Directions => Among the lines of the data, copy those that hold "below".

======== Data to process

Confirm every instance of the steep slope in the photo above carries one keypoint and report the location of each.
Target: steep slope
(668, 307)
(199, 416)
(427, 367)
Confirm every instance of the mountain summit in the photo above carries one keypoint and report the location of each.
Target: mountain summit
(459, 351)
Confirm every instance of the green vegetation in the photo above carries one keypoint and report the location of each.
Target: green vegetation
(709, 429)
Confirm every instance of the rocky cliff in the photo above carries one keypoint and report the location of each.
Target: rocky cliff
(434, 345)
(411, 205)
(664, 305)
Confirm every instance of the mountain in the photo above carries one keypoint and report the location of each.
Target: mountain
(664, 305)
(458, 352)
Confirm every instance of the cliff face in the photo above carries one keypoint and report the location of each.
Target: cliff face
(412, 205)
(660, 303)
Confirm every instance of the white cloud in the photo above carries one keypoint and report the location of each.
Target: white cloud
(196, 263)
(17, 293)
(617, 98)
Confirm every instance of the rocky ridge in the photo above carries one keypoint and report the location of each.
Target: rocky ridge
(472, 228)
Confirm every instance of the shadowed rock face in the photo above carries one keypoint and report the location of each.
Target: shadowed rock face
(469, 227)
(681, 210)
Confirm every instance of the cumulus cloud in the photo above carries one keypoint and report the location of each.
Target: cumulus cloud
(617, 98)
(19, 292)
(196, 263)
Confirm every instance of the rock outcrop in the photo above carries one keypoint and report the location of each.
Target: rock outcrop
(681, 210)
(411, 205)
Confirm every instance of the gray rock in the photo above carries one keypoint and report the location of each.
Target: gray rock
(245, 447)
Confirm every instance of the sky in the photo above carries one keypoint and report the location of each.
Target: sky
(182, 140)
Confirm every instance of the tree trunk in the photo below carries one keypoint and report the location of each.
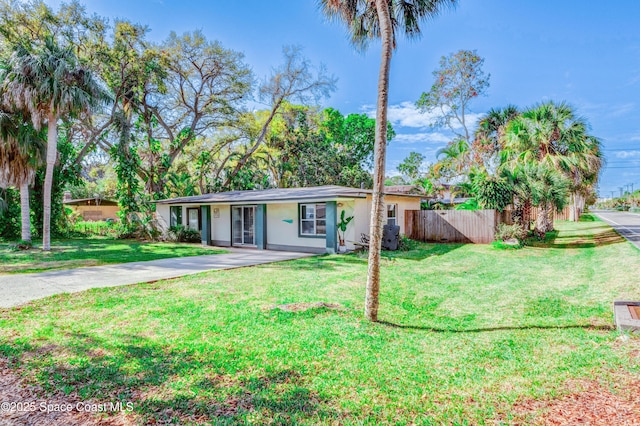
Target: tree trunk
(549, 217)
(377, 204)
(541, 221)
(52, 152)
(25, 212)
(526, 214)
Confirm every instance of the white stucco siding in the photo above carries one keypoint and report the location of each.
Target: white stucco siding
(349, 207)
(282, 233)
(404, 204)
(363, 210)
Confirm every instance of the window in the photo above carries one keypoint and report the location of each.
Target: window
(313, 219)
(392, 212)
(175, 215)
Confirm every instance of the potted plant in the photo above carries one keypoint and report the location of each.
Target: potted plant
(342, 228)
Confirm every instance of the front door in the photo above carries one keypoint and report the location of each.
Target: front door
(244, 218)
(193, 219)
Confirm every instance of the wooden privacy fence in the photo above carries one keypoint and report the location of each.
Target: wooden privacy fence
(507, 215)
(451, 226)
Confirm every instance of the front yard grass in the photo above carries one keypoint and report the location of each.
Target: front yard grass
(67, 254)
(469, 335)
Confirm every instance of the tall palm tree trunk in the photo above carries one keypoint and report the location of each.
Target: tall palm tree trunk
(377, 204)
(542, 221)
(52, 150)
(25, 212)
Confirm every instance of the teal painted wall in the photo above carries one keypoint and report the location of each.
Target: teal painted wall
(332, 227)
(261, 226)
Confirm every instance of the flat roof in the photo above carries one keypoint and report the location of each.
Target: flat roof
(91, 201)
(276, 194)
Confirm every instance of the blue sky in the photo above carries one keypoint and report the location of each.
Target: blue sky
(583, 52)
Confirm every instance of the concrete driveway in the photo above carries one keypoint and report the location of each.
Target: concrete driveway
(627, 224)
(17, 289)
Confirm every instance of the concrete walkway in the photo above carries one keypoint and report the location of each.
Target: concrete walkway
(17, 289)
(627, 224)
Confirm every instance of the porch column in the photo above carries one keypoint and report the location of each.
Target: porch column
(205, 226)
(261, 226)
(332, 227)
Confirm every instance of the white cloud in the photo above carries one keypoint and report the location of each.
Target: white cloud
(628, 154)
(622, 109)
(405, 114)
(435, 137)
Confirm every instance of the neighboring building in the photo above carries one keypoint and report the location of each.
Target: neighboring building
(292, 219)
(92, 209)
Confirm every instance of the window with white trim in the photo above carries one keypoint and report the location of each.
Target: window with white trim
(392, 214)
(313, 219)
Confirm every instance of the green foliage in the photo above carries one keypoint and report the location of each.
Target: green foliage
(506, 232)
(547, 186)
(458, 80)
(492, 192)
(65, 173)
(93, 251)
(103, 229)
(342, 225)
(180, 234)
(411, 165)
(470, 204)
(407, 244)
(21, 245)
(10, 224)
(442, 358)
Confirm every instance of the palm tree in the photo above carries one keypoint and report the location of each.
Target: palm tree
(553, 135)
(380, 19)
(49, 84)
(489, 136)
(21, 151)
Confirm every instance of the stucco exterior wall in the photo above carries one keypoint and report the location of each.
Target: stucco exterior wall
(162, 217)
(283, 222)
(404, 203)
(282, 233)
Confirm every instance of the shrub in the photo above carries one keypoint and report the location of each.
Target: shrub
(407, 244)
(492, 193)
(470, 204)
(21, 245)
(506, 232)
(181, 234)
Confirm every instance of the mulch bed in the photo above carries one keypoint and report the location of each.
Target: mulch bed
(592, 405)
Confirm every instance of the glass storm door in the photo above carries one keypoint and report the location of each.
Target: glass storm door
(193, 219)
(244, 225)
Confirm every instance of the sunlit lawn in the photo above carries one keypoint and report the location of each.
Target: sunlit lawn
(468, 331)
(66, 254)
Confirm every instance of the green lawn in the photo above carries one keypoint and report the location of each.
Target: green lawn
(471, 334)
(66, 254)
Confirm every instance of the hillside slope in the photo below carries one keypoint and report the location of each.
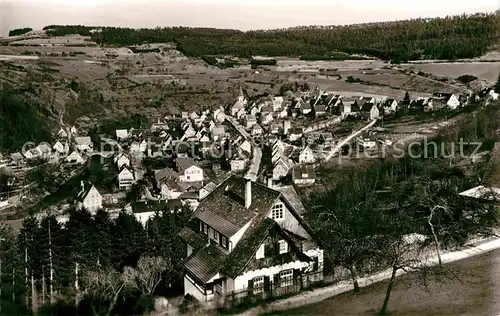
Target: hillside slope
(464, 36)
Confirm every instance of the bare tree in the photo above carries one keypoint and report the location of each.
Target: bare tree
(104, 287)
(148, 273)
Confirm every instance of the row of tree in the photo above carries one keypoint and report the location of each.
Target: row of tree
(21, 31)
(91, 265)
(399, 213)
(464, 36)
(21, 120)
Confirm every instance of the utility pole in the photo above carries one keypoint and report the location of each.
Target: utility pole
(1, 284)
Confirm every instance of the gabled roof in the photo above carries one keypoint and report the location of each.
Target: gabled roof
(82, 194)
(240, 257)
(205, 263)
(210, 186)
(303, 172)
(366, 107)
(227, 202)
(164, 173)
(184, 163)
(192, 238)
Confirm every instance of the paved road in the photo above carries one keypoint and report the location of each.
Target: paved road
(346, 140)
(475, 291)
(253, 171)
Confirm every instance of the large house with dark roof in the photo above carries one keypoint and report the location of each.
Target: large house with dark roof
(245, 238)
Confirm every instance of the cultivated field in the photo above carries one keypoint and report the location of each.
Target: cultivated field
(488, 71)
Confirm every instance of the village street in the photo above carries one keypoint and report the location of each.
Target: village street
(253, 171)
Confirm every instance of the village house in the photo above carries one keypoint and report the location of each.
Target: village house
(267, 118)
(281, 167)
(126, 178)
(307, 156)
(250, 121)
(238, 165)
(62, 133)
(257, 130)
(347, 107)
(326, 138)
(367, 142)
(283, 113)
(17, 160)
(170, 189)
(303, 175)
(246, 147)
(209, 187)
(122, 134)
(374, 111)
(84, 144)
(239, 104)
(305, 108)
(295, 134)
(75, 158)
(219, 115)
(277, 103)
(189, 171)
(89, 198)
(218, 133)
(390, 106)
(122, 160)
(449, 100)
(257, 242)
(60, 148)
(159, 125)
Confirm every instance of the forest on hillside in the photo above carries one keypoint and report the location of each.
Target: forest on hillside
(463, 36)
(21, 120)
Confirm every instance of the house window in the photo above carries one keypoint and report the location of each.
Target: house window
(260, 252)
(286, 278)
(283, 246)
(277, 211)
(258, 285)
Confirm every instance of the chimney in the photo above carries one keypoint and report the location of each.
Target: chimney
(270, 182)
(248, 194)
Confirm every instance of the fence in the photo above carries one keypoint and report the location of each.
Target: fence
(269, 290)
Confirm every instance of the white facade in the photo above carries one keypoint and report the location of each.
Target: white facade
(170, 193)
(60, 148)
(238, 165)
(192, 174)
(121, 134)
(92, 201)
(453, 102)
(75, 157)
(84, 144)
(122, 160)
(126, 179)
(307, 156)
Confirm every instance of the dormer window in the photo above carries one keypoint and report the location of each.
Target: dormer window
(277, 212)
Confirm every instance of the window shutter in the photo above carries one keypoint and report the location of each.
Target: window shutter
(267, 282)
(315, 264)
(276, 280)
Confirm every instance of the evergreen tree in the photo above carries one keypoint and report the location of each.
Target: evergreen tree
(128, 240)
(497, 85)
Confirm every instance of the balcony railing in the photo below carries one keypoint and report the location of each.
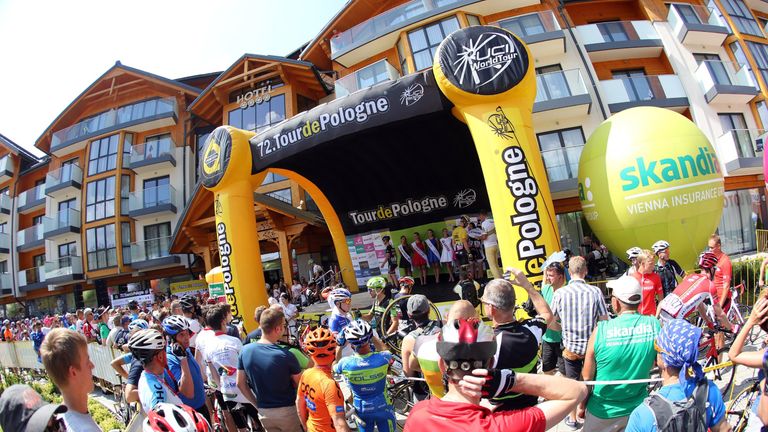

================

Your response =>
Confirm every instance of the tree trunk in the photo below carries one keypoint and report the location of each.
Confirm every instance of the hillside slope in the photo below carries one keypoint and report the location of each.
Confirm every instance of the balcony railing in the photo below carries one keypoint and report the location of each.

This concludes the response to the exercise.